» Records for processing
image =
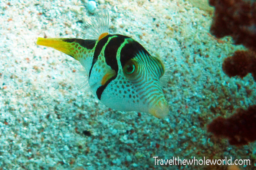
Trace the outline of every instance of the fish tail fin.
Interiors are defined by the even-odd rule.
[[[53,48],[79,61],[82,56],[82,52],[92,49],[95,42],[96,40],[78,38],[38,37],[36,44]]]
[[[75,58],[75,55],[74,55],[73,51],[75,49],[72,47],[73,45],[71,45],[72,43],[66,42],[68,39],[68,38],[44,38],[38,37],[36,44],[53,48],[78,60]]]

» Written request
Could you give the listing above as a two-column CSV headed "prompt" and "outline", with one row for each request holding its text and its answer, each in a single quoted field with line breaks turned into spaces and the pictures left out?

» The output
prompt,outline
"image = Trace the outline of every instance of the fish tail fin. Interiors are defined by the even-odd rule.","[[[53,48],[79,61],[82,56],[82,52],[92,49],[95,42],[96,40],[78,38],[38,37],[36,44]]] [[[75,58],[75,55],[74,55],[73,51],[75,49],[72,47],[73,45],[71,45],[72,43],[66,42],[68,39],[68,38],[44,38],[38,37],[36,44],[53,48],[78,60]]]"